- **DATA EXTRACT**
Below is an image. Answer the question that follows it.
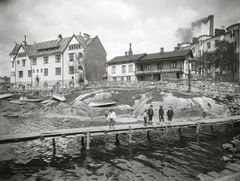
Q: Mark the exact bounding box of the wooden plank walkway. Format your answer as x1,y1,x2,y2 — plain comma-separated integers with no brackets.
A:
0,116,240,144
197,160,240,181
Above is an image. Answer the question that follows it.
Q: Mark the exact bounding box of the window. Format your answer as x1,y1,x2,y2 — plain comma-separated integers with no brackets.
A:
55,55,61,63
43,69,48,76
111,65,116,74
55,67,61,75
171,61,177,69
69,53,74,61
78,53,83,58
157,63,163,70
18,71,23,78
207,42,211,49
122,65,126,73
144,64,151,70
33,58,37,65
128,64,133,73
69,66,74,75
192,47,196,53
43,57,48,64
69,44,81,50
22,59,26,67
28,70,32,77
18,52,26,57
215,40,219,47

- **TASK**
Rewrite every line of the items above as a JSON list of strings, one string per line, skipping blank lines. Leave the pictures out.

- **EXERCISE ANSWER**
[
  "Below is an image. Answer the question that follows it.",
  "Q: Mark the exact bounding box of the wooden plank walkway. Format your answer as x1,y1,x2,y2 — plain comma-separated integers with no brackets.",
  "A:",
  "0,116,240,144",
  "197,160,240,181",
  "Above is an image. Answer the question that follows it.",
  "Q: Mark the exact bounding box of the window. Format your answer as x1,y1,x2,y2 — plain comma-separated integers with no brackets.",
  "A:",
  "55,55,61,63",
  "43,69,48,76",
  "111,65,116,74",
  "55,67,61,75",
  "171,61,177,69",
  "69,53,74,61",
  "78,53,83,58",
  "157,63,163,70",
  "18,71,23,78",
  "207,42,211,49",
  "122,65,126,73",
  "144,64,151,70",
  "33,58,37,65",
  "128,64,133,73",
  "69,66,74,75",
  "192,47,196,53",
  "43,57,48,64",
  "69,44,81,50",
  "22,59,26,67",
  "28,70,32,77",
  "18,52,26,57",
  "215,40,219,47"
]